What is needed >>
Copy out every line in the items below that contains the string "pane". Case counts.

Given entries >>
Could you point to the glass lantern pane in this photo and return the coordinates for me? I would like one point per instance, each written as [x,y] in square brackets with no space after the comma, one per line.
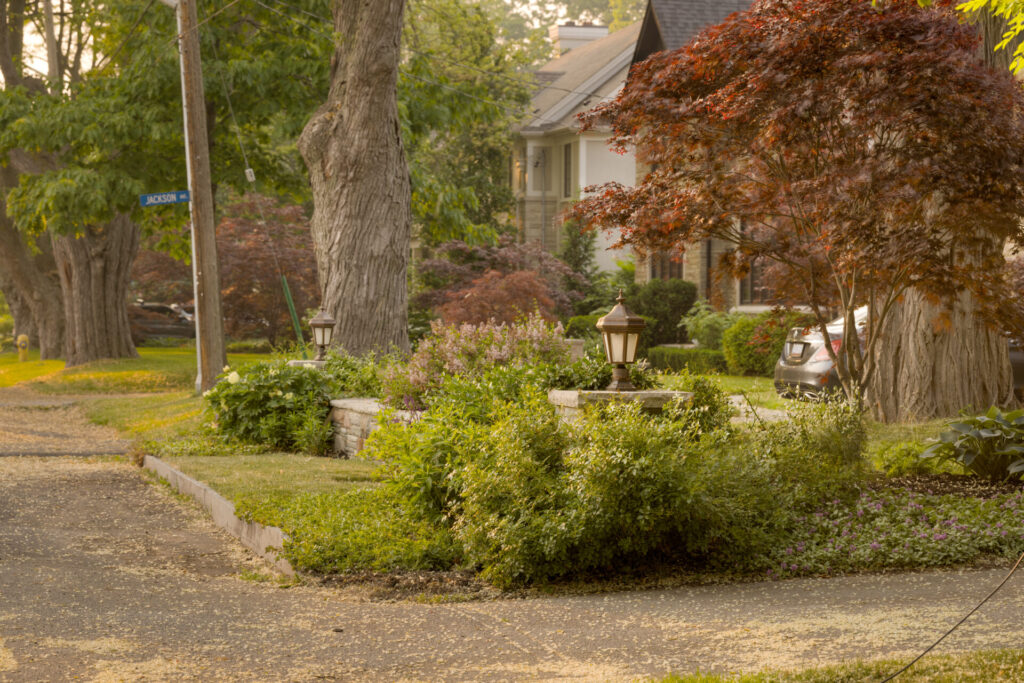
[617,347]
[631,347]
...
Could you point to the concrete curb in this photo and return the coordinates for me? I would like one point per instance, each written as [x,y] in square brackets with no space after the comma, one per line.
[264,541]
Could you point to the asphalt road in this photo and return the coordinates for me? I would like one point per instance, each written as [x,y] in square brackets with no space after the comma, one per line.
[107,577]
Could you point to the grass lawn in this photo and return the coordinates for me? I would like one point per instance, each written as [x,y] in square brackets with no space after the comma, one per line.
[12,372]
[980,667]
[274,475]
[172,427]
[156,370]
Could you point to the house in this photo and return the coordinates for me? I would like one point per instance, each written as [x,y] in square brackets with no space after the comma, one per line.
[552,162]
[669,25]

Exercise response >>
Could you point to the glass lantern pane in this photo and return the coordinates for me? I would like one point per instance, each written as [x,y] in square brackets with no space after the comma, one per line.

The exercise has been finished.